Excerpts from point annotation data
==================================================

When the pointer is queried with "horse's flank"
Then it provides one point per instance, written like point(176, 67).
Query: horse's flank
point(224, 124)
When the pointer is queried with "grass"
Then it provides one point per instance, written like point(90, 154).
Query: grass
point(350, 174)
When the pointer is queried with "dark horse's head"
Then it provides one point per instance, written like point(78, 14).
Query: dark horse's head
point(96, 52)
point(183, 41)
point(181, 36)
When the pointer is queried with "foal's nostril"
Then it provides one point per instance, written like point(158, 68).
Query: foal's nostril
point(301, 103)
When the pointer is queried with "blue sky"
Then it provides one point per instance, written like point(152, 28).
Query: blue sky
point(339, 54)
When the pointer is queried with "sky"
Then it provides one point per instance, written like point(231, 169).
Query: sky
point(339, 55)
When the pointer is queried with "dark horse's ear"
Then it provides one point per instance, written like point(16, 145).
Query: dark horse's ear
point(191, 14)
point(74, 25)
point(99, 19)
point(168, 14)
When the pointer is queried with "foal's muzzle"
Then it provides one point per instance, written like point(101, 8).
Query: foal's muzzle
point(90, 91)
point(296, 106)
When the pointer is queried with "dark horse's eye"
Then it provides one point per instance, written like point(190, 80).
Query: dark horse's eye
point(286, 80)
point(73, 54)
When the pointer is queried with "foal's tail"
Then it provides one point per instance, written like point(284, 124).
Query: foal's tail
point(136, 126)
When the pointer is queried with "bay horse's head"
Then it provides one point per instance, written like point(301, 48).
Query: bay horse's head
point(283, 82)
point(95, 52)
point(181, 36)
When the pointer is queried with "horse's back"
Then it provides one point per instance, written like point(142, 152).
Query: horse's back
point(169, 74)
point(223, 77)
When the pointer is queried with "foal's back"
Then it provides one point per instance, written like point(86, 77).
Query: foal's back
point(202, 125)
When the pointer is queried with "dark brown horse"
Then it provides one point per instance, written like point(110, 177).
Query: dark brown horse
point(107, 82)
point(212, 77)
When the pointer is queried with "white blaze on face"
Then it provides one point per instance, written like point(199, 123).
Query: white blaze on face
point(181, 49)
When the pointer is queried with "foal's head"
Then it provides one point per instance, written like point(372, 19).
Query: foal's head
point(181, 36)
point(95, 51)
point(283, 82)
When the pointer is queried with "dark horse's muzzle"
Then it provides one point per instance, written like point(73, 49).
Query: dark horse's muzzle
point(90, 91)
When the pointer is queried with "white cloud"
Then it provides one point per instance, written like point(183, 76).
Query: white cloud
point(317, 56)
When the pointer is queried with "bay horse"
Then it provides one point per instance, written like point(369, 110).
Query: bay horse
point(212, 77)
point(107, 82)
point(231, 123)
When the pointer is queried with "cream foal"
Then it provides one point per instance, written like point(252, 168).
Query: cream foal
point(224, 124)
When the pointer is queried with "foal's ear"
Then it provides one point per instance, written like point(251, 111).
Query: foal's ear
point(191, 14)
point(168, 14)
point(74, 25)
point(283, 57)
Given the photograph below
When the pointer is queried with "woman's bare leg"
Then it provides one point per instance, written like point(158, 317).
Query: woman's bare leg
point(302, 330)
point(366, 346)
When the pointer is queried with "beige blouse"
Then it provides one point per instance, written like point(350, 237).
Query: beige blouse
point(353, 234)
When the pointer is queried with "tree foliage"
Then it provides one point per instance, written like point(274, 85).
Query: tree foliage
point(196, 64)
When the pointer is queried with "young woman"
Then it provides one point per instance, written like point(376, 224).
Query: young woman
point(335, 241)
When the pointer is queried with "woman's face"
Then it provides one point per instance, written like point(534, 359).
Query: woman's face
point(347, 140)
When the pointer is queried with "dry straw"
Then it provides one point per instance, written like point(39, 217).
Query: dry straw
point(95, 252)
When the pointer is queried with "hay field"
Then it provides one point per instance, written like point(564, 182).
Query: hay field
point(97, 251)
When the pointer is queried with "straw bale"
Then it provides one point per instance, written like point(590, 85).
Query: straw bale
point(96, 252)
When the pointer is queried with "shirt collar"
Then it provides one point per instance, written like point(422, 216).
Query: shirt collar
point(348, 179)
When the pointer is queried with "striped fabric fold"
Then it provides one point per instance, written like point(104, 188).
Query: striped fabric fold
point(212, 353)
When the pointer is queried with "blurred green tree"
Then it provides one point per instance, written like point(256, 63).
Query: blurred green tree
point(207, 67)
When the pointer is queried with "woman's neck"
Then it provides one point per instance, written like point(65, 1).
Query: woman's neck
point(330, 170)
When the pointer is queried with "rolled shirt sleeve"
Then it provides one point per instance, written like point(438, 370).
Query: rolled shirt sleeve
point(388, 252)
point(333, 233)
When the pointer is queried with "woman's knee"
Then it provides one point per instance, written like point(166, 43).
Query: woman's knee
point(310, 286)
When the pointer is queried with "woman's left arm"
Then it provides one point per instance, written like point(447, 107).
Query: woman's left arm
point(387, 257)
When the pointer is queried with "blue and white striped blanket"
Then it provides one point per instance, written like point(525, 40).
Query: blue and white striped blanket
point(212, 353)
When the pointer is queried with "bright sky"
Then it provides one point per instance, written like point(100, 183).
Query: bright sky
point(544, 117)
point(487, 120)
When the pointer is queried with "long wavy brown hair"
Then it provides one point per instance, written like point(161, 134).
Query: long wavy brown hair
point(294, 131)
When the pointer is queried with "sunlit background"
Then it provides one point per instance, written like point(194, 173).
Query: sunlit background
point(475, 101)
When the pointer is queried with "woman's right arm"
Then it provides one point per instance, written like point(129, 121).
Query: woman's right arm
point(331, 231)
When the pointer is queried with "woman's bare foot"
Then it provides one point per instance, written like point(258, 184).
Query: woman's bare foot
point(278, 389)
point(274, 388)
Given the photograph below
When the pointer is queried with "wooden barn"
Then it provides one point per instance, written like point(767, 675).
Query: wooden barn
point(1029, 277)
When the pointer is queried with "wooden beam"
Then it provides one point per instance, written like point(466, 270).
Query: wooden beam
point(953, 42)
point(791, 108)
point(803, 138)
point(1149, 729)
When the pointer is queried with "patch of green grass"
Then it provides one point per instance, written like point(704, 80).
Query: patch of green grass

==================================================

» **What to produce**: Count the lines in the rows above that contain the word "face", treating case as significant. Reply with the number only.

» **Response to this task**: 4